Compiti da svolgere ▸
**1)** Stabilisci se le affermazioni (a), (b) e (c) concordano con il brano sull'Ldp, rispondendo sì o no e citando alla lettera le parole decisive del brano. (a) Secondo Harris, le condizioni che hanno permesso ad Abe di governare per sette anni e otto mesi sono cambiate radicalmente. (b) Nel sondaggio del Nikkei Shinbun citato, il 60% degli intervistati vuole che il prossimo primo ministro resti in carica almeno quattro anni. (c) L'equilibrio tra budget e indebitamento è oggi il principale motivo di divisione nel partito.
**2)** Prosegui il brano sull'Ldp a partire dalla sua ultima frase.

Testo in esame ▸
════════
CONDIZIONI INVARIATE

Tobias Harris, invece, ritiene che i timori di un ritorno a una premiership “a porte girevoli” siano esagerati. In primo luogo, nonostante le dimissioni prima di Abe e poi di Suga, le condizioni che hanno permesso al primo di servire per sette anni e otto mesi rimangono sostanzialmente invariate. La mancanza di fiducia dell’elettorato per i partiti d’opposizione, in particolare per il più grande, il Cdp, è un fattore comunque a favore dei liberal-democratici. Oltre allo scarso appeal dell’opposizione, emerge un appetito limitato per un cambiamento politico, nonostante l’insoddisfazione su come il governo abbia gestito la pandemia. Harris cita un sondaggio del Nikkei Shinbun dove emerge che il 60% degli intervistati desidera che il prossimo primo ministro rimanga in carica per almeno quattro anni e sottolinea che la dipartita di Suga, alla fine, è stato un bene per il Paese che, in larga maggioranza, non voleva che rimanesse a capo dell’Ldp fino alla scadenza del suo mandato. Lo studioso addirittura ritiene che il recente dibattito tra i quattro candidati abbia aperto un sano confronto all’interno del partito, cosa che non era avvenuta quando Suga era subentrato ad Abe. Sarebbe stato più destabilizzante se Suga fosse rimasto alla guida dell’Ldp e avesse dovuto affrontare una perdita di seggi alla Camera bassa alle prossime elezioni. Ciò lo avrebbe messo di fronte a due scelte: rimanere in carica, anche se indebolito, o dare le dimissioni e costringere l’Ldp a nominare un altro presidente e, di conseguenza, un nuovo primo ministro. 

Inoltre, rimarca sempre Harris, anche esaminando i contenuti del programma dei quattro sfidanti, non sono emerse differenze così sostanziali da fare pensare che si possa creare una netta frattura rispetto all’Abenomics. All’interno del partito, ciò che una volta era stato un elemento divisivo, cioè quando e come trovare un equilibrio tra budget e indebitamento del Paese, non sembra più importante. Questo fatto non significa che non vi siano conflitti all’interno del partito, ma sembrano più legati alla personalità dei singoli che a contenuti politici. La stabilità senza rivali dell’Ldp potrebbe non essere necessariamente una buona cosa ma, per il momento, sembra ciò che la maggior parte degli elettori giapponesi vuole.
════════
Materiale fornito ▸

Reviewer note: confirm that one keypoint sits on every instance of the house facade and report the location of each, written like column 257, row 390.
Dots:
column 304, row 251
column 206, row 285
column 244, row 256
════════
Risultati per compito ▸
**1)**
(a) No: "le condizioni che hanno permesso al primo di servire per sette anni e otto mesi rimangono sostanzialmente invariate".
(b) Sì: "il 60% degli intervistati desidera che il prossimo primo ministro rimanga in carica per almeno quattro anni".
(c) No: "ciò che una volta era stato un elemento divisivo, cioè quando e come trovare un equilibrio tra budget e indebitamento del Paese, non sembra più importante".

**2)**
UN MIX DI VECCHI E NUOVI

Ora Kishida, dopo avere formato il nuovo governo, un mix di vecchi e nuovi arrivati, dissolta la Dieta e decise le elezioni politiche, dovrà stilare il suo programma economico. Subito dopo la vittoria, ha dichiarato l’importanza di continuare a contrastare la diffusione del Covid-19 con una forte determinazione e di compilare un pacchetto di stimoli economici entro la fine dell’anno. Sembra, invece, più improbabile che la sua promessa elettorale di una distribuzione più equa della ricchezza possa cambiare in modo significativo le politiche adottate negli ultimi anni. 

Gli investitori guarderanno con attenzione alle evoluzioni future della vita politica giapponese, soprattutto per verificare che vi sia stabilità e continuità alla guida del Paese, due elementi necessari perché i programmi e le riforme possano essere realizzati: ciò significa che non ci saranno profondi cambiamenti, sia in termini di politica fiscale, sia di quella monetaria, nonostante Kishida abbia proposto una normalizzazione di quest’ultima. Sarà invece necessario avviare ulteriori riforme strutturali e, soprattutto, dare continuità alla politica di ”emissioni zero” decisa da Suga e realizzare un’agenzia digitale.

L’attività economica in Giappone si è ripresa, ma con tempi più lunghi e una forza più contenuta rispetto ad altri paesi industrializzati. Anche per questa ragione sarebbe auspicabile una stabilità politica. E poi c’è il ruolo che il Giappone dovrà o potrà giocare all’interno degli equilibri della regione, con la Cina che diventa una presenza sempre più prominente e allarga la sua sfera di influenza. Gli equilibri internazionali si stanno spostando nel continente asiatico e avere un Giappone forte diventa quasi una necessità, soprattutto per le potenze occidentali che guardano con timore il potere economico e politico della “Terra di mezzo”.

Intanto c’è una notizia positiva: l’emergenza coronavirus è finita lo scorso 1° ottobre.